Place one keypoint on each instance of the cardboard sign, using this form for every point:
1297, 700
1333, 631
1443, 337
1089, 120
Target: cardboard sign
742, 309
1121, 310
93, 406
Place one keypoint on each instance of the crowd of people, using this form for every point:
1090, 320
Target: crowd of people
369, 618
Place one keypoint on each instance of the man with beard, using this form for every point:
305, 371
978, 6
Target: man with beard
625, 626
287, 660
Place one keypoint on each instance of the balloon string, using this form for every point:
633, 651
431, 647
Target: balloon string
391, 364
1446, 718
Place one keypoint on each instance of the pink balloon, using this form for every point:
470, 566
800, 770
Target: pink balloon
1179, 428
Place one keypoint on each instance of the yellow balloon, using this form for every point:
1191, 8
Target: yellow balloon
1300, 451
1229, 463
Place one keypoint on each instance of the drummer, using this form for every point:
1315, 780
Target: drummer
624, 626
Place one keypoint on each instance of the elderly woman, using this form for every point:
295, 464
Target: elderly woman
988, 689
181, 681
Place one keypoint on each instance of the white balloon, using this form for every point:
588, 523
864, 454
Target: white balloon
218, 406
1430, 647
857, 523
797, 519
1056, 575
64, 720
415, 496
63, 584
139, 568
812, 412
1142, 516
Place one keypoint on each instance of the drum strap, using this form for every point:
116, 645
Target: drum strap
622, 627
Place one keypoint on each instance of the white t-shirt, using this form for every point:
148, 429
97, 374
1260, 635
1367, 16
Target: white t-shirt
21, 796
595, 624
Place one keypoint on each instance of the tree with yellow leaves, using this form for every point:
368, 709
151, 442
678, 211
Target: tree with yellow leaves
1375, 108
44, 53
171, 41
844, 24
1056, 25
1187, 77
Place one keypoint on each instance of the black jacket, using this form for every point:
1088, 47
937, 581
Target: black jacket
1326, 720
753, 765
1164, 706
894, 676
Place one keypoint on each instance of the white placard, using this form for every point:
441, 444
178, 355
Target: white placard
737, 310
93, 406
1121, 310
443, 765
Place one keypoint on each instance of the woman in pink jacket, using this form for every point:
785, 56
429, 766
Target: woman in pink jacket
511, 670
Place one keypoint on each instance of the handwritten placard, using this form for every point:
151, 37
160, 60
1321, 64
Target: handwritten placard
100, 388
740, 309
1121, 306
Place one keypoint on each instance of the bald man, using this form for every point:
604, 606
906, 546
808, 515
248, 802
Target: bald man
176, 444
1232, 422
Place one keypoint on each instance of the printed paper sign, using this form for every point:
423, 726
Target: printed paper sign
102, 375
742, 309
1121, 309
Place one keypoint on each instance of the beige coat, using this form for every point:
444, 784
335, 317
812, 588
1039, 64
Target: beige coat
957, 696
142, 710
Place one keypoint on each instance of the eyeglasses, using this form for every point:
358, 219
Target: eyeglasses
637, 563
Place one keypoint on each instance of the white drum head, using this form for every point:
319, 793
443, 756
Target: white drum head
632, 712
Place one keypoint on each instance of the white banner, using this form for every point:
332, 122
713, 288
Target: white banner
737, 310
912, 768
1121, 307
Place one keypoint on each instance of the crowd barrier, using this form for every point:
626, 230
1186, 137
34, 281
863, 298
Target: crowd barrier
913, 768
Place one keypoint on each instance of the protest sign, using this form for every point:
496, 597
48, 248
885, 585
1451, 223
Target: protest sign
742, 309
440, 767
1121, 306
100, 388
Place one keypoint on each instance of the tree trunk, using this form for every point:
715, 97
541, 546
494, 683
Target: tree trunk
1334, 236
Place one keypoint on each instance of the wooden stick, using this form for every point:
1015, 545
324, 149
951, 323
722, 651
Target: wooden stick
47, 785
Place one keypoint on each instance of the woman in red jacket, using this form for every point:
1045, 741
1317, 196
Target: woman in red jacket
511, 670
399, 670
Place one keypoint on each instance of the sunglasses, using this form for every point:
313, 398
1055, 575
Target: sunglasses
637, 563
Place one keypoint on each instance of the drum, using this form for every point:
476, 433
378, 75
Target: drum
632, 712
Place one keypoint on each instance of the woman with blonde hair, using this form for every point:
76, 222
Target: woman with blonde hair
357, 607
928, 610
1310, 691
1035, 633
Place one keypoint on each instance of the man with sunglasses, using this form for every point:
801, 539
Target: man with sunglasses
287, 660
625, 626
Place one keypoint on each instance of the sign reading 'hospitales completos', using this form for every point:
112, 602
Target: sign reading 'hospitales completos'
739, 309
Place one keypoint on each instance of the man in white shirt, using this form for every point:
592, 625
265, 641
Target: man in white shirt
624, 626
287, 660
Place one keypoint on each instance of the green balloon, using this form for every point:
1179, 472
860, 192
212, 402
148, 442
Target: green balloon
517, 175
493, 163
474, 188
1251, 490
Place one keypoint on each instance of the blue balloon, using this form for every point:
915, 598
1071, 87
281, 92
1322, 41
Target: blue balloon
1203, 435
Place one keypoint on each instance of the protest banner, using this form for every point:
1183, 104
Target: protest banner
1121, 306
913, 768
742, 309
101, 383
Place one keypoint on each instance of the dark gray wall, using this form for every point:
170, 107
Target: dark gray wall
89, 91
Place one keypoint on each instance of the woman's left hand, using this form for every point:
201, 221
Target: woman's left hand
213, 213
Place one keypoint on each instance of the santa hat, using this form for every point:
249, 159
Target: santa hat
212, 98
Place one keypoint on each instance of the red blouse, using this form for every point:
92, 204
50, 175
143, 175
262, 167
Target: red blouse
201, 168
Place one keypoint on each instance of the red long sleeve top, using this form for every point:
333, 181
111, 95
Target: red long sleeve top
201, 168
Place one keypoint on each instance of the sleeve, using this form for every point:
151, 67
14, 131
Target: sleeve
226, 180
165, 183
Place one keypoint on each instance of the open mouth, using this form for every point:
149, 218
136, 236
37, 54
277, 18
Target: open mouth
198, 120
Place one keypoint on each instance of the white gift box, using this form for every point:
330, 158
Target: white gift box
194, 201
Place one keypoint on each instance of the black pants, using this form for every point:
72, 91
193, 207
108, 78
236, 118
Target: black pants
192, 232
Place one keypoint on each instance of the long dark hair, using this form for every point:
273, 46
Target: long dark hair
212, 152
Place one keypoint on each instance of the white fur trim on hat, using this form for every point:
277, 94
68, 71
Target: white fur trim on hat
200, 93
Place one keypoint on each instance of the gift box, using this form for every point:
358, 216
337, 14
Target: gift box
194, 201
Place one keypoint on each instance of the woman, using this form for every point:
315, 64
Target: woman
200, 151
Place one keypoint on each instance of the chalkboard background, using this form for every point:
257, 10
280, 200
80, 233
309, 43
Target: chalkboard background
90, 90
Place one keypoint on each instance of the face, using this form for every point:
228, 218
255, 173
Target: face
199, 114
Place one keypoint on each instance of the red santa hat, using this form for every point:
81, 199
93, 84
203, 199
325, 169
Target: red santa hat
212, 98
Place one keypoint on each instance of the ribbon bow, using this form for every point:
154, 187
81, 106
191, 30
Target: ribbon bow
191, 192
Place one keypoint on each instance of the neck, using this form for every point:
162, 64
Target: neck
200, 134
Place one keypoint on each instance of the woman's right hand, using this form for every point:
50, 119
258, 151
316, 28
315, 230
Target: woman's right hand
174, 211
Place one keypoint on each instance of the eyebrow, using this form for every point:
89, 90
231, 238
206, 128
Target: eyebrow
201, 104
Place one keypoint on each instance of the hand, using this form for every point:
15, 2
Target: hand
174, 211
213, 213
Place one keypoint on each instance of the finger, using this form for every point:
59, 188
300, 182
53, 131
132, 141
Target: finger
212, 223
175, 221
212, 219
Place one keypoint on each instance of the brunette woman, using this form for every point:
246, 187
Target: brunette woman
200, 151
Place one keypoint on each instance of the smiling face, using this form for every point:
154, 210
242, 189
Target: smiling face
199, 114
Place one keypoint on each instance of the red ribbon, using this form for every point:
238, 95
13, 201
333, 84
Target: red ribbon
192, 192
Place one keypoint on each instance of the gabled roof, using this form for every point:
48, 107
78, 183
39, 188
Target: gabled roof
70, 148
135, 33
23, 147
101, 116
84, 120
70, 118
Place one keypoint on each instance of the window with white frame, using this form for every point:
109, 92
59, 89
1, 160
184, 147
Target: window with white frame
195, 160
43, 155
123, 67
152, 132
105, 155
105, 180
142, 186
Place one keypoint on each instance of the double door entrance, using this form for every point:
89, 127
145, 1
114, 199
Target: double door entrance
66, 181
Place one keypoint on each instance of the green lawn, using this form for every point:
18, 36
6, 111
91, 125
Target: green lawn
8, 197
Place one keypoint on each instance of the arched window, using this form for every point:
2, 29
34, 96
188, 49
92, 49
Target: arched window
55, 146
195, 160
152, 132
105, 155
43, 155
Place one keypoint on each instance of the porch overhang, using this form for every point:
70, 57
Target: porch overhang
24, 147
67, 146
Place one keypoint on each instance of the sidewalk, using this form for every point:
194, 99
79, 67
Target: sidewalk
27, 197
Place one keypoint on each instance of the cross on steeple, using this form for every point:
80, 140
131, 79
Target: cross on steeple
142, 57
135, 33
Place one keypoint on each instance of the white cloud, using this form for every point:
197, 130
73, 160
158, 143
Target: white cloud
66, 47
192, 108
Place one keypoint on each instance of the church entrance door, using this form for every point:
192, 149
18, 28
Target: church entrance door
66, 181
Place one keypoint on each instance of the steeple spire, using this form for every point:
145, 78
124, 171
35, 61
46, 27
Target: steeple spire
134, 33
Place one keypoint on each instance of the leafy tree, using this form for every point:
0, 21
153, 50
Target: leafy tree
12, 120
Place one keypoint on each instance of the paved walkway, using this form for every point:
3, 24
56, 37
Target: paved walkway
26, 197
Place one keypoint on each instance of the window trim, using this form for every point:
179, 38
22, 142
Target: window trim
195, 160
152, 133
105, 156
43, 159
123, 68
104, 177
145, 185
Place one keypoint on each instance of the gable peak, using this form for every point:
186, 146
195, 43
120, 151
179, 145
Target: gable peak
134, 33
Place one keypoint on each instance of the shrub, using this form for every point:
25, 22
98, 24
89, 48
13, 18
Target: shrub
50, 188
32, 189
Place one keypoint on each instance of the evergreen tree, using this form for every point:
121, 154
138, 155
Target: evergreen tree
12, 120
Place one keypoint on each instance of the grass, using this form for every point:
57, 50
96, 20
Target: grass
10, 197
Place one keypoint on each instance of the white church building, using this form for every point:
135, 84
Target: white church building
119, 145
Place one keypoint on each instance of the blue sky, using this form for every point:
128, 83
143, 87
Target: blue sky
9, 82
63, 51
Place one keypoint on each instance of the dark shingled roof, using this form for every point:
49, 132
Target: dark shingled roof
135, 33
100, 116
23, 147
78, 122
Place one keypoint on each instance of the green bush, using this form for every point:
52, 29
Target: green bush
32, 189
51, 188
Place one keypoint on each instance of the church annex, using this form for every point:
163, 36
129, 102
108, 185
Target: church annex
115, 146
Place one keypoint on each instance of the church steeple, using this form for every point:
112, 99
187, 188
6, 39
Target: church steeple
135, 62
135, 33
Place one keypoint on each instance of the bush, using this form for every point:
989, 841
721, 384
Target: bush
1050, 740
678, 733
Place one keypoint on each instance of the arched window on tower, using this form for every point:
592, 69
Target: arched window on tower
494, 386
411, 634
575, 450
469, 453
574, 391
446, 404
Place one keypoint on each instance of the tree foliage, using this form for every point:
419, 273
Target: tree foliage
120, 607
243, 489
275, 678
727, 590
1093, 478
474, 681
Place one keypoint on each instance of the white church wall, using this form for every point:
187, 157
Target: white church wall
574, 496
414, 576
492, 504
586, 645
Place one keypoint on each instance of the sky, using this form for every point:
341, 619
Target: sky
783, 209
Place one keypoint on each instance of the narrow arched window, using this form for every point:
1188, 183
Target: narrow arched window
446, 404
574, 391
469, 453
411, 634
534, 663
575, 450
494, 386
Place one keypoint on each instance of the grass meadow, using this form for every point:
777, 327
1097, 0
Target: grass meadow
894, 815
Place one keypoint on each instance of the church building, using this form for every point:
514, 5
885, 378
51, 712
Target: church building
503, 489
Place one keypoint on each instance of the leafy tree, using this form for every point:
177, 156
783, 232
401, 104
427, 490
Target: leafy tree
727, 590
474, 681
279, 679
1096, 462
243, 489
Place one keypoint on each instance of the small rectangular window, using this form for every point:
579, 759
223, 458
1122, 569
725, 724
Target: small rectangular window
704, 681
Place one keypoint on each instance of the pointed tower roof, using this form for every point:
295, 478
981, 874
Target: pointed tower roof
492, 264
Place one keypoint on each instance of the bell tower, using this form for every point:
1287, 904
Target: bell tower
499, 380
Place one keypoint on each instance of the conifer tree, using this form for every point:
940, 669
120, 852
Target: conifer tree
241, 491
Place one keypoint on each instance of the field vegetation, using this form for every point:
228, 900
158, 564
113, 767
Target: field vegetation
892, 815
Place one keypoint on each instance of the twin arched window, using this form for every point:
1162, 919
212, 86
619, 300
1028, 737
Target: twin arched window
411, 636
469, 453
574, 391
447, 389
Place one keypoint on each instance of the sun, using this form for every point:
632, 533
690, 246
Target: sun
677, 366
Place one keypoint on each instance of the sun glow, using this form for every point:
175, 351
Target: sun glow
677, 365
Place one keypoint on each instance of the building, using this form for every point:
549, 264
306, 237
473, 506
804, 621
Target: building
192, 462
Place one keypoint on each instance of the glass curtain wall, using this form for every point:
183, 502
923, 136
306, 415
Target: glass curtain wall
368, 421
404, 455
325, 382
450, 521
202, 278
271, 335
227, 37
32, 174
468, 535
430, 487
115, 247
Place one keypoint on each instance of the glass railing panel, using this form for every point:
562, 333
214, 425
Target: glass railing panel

******************************

● EXERCISE AIM:
When you find a line in the records that contains the word "railing", copy it.

● RESPONSE:
Place one keypoint on each instance of the glass railing panel, using this form for every point:
Target: glass railing panel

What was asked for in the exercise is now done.